# [Text extract]
---+---
Re: [RFC][Patch v8 6/7] KVM: Enables the kernel to isolate and report free pages

From: David Hildenbrand
Date: Mon Feb 11 2019 - 04:28:50 EST

On 10.02.19 01:38, Michael S. Tsirkin wrote:
> On Fri, Feb 08, 2019 at 02:05:09PM -0800, Alexander Duyck wrote:
>> On Fri, Feb 8, 2019 at 1:38 PM Michael S. Tsirkin <mst@xxxxxxxxxx> wrote:
>>> On Fri, Feb 08, 2019 at 03:41:55PM -0500, Nitesh Narayan Lal wrote:
>>>>>> I am also planning to try Michael's suggestion of using MAX_ORDER - 1.
>>>>>> However I am still thinking about a workload which I can use to test its
>>>>>> effectiveness.
>>>>> You might want to look at doing something like min(MAX_ORDER - 1,
>>>>> HUGETLB_PAGE_ORDER). I know for x86 a 2MB page is the upper limit for
>>>>> THP which is the most likely to be used page size with the guest.
>>>> Sure, thanks for the suggestion.
>>> Given current hinting in balloon is MAX_ORDER I'd say
>>> share code. If you feel a need to adjust down the road,
>>> adjust both of them with actual testing showing gains.
>> Actually I'm left kind of wondering why we are even going through
>> virtio-balloon for this?
> Just look at what does it do.
> It improves memory overcommit if guests are cooperative, and it does
> this by giving the hypervisor addresses of pages which it can discard.
> It's just *exactly* like the balloon with all the same limitations.

I agree, this belongs to virtio-balloon *unless* we run into real
problems implementing it via an asynchronous mechanism.

>> It seems like this would make much more sense
>> as core functionality of KVM itself for the specific architectures
>> rather than some side thing.

Whatever can be handled in user space and does not have significant
performance impacts should be handled in user space. If we run into real
problems with that approach, fair enough. (e.g. vcpu yielding is a good
example where an implementation in KVM makes sense, not going via QEMU)

> Well same as balloon: whether it's useful to you at all
> would very much depend on your workloads.
> This kind of cooperative functionality is good for co-located
> single-tenant VMs. That's pretty niche. The core things in KVM
> generally don't trust guests.
>> In addition this could end up being
>> redundant when you start getting into either the s390 or PowerPC
>> architectures as they already have means of providing unused page
>> hints.
---+---
# [Data supplied]
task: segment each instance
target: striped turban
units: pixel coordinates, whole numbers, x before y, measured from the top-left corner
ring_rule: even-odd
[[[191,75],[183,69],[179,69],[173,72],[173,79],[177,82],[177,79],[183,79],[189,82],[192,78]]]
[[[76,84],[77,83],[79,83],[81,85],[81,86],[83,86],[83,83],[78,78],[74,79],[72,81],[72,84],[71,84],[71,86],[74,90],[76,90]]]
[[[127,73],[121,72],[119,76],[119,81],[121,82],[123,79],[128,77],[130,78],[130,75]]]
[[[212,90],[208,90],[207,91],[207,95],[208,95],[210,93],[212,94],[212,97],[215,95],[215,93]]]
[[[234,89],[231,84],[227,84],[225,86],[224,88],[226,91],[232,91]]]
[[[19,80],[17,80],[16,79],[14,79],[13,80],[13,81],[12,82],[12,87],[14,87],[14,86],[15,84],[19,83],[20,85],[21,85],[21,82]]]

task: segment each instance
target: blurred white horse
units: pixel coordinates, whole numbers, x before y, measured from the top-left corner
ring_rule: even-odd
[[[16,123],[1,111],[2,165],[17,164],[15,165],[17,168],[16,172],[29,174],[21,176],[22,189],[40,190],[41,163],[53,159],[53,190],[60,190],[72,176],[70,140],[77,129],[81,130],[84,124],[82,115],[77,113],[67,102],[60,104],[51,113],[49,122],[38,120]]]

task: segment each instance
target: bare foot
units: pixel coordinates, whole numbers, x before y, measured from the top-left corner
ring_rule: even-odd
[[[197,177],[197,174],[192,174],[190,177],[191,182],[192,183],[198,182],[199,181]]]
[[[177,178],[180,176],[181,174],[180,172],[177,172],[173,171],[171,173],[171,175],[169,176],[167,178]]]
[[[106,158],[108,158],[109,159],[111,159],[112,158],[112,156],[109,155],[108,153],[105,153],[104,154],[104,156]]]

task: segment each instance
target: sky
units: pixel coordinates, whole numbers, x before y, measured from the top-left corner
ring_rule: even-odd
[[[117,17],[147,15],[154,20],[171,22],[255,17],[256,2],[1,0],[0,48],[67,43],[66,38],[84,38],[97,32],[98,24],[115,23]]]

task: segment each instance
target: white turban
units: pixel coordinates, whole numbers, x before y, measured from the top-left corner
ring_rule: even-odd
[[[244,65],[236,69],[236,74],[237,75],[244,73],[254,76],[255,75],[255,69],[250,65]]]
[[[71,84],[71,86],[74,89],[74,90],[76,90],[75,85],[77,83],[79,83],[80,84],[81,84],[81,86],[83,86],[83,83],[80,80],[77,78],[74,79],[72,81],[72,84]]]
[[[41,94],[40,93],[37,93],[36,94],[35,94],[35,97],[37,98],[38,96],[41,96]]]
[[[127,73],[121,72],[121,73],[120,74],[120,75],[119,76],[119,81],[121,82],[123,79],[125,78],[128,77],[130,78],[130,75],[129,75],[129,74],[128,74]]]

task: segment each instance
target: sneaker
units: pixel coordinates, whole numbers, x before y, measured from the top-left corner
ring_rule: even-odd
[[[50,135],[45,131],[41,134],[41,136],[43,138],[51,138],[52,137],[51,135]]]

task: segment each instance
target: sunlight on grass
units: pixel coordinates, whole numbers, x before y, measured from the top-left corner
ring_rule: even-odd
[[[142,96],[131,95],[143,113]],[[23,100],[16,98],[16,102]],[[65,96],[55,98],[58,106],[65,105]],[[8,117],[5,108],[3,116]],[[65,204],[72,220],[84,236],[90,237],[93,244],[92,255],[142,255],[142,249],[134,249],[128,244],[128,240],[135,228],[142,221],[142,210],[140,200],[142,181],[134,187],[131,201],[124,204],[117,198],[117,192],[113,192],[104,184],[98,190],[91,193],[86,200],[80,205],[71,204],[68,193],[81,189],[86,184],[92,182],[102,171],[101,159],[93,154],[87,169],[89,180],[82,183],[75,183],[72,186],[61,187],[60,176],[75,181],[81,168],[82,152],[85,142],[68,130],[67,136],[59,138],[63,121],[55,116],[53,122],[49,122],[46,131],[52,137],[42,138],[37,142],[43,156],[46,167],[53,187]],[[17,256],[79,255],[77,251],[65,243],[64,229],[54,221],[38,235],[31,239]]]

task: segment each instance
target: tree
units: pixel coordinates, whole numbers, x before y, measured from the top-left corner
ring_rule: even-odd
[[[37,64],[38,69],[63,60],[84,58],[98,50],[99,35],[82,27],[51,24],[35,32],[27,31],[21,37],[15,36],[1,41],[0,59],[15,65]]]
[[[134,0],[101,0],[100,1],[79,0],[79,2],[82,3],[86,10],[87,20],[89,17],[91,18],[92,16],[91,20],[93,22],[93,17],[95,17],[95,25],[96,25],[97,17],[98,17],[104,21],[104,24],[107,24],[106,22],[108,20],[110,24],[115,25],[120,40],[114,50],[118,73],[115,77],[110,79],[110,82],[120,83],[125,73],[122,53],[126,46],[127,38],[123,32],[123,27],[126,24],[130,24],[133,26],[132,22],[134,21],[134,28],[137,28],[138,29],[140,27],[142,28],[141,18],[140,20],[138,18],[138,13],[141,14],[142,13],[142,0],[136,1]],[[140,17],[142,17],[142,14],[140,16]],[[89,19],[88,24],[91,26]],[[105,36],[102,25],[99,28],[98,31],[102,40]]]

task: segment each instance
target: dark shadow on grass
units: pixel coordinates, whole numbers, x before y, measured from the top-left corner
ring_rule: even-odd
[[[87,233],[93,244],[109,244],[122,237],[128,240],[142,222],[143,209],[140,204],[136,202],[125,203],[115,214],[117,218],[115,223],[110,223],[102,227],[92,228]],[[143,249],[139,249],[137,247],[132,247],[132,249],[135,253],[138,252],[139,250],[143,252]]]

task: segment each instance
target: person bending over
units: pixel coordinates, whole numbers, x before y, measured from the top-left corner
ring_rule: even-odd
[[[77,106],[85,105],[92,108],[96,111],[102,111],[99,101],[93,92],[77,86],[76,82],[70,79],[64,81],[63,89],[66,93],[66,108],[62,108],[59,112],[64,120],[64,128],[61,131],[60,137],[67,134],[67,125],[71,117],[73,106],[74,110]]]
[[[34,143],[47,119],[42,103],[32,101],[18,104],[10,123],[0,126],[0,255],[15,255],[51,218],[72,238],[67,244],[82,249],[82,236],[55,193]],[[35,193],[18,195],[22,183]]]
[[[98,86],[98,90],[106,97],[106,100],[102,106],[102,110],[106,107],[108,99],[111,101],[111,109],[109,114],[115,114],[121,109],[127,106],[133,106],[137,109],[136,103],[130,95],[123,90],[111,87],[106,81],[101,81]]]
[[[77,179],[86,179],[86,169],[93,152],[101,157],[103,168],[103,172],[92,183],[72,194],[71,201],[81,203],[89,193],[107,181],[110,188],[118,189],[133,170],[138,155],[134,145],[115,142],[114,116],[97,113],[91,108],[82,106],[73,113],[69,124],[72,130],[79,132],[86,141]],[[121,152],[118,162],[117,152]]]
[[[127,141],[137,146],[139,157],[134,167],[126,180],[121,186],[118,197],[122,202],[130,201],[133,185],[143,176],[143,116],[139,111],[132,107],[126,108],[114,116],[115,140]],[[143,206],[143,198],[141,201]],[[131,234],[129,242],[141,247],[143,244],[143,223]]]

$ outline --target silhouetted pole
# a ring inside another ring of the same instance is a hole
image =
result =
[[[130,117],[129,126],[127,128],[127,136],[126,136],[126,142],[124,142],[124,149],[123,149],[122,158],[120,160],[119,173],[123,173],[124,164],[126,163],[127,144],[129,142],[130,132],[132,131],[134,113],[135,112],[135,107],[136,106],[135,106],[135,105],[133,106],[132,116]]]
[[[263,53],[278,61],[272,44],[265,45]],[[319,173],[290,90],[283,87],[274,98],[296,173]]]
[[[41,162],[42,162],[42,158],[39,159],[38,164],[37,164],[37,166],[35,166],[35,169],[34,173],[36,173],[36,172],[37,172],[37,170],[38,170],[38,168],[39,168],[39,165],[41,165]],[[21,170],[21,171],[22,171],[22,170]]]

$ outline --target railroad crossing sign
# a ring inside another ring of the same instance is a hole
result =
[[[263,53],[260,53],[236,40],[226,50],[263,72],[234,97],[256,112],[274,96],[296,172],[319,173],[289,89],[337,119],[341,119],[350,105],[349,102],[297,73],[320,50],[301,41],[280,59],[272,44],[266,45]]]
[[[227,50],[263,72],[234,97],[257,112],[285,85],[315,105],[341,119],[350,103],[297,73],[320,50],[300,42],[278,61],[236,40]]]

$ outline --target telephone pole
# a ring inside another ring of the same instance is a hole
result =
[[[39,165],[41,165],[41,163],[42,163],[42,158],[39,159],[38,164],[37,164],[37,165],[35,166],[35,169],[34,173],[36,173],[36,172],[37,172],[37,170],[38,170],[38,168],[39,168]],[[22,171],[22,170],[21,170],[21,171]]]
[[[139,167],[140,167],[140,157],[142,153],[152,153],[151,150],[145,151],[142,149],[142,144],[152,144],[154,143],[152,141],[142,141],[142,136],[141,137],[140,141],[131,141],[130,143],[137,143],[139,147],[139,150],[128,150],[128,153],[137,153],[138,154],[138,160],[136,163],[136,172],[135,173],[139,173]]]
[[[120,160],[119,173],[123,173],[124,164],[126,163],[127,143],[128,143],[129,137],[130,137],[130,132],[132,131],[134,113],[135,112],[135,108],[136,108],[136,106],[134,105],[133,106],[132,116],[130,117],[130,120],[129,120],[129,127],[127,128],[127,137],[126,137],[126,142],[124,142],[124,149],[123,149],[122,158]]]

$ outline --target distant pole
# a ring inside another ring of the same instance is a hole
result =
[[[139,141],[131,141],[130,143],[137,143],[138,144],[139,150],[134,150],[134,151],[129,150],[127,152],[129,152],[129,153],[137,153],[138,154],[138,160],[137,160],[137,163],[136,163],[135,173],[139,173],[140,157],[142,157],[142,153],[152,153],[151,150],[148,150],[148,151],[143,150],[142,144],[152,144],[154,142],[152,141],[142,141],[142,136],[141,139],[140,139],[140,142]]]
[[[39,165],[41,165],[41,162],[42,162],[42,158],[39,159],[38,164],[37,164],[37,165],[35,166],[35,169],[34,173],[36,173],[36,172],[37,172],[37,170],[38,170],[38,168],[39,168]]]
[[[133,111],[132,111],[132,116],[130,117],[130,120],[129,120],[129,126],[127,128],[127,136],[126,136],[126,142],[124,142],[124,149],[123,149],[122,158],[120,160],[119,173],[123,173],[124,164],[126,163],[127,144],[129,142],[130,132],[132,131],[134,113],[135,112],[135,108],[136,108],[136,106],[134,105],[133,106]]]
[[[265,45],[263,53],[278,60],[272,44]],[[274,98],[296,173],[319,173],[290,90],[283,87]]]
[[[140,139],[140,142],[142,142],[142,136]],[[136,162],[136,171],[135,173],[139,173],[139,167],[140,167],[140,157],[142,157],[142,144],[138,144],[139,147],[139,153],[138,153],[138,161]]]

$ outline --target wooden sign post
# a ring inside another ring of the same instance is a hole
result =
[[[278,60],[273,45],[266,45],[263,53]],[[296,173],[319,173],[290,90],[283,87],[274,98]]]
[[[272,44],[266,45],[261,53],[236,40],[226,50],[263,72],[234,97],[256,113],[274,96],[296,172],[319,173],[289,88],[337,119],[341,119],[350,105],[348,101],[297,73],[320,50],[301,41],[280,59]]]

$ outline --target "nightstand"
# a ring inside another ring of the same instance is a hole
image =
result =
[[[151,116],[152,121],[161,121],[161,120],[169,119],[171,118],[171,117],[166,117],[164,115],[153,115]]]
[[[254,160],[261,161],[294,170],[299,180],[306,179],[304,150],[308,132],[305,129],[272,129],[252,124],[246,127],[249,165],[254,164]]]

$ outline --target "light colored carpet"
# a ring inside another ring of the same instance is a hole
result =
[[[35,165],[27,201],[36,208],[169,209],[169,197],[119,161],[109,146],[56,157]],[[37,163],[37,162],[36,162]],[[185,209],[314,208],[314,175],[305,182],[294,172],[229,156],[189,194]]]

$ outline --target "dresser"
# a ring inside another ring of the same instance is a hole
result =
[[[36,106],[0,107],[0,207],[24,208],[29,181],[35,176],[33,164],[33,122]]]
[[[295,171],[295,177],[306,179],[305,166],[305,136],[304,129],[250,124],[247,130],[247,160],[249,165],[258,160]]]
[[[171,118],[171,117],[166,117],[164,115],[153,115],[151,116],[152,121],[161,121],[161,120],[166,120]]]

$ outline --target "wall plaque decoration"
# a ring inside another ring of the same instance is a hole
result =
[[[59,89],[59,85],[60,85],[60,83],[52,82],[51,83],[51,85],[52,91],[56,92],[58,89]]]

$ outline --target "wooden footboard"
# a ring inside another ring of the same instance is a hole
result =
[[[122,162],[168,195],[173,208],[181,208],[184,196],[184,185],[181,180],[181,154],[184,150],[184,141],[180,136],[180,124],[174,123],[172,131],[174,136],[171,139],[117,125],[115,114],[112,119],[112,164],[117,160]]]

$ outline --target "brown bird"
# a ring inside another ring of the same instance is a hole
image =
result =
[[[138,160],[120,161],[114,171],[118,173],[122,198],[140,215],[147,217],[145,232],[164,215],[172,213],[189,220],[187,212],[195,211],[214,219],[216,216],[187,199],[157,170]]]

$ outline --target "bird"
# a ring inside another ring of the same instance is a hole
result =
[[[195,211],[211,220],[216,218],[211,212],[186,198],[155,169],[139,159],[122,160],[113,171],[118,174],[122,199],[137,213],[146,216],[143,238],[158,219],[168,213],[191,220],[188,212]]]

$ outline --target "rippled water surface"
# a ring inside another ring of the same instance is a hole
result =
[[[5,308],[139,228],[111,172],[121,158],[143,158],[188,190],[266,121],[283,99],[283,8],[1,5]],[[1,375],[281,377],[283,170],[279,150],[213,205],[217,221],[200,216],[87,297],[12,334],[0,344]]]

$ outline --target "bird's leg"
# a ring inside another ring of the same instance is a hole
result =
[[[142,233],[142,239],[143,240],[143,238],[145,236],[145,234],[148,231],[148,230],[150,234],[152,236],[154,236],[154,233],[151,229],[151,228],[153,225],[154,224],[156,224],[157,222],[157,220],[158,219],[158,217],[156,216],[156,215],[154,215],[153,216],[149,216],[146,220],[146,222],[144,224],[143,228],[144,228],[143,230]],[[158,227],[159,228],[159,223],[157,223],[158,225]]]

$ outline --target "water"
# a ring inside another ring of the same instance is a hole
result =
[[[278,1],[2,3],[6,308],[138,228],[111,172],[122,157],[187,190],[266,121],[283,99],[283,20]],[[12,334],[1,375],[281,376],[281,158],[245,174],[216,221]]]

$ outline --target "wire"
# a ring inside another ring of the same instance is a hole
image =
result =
---+---
# [The exercise]
Answer these about the thread:
1. According to the thread, what page size is the upper limit for THP on x86?
2. What example does the thread give of something where an implementation in KVM makes sense?
3. Which two architectures are said to already have means of providing unused page hints?

# [Exercise answer]
1. A 2MB page.
2. vcpu yielding.
3. s390 and PowerPC.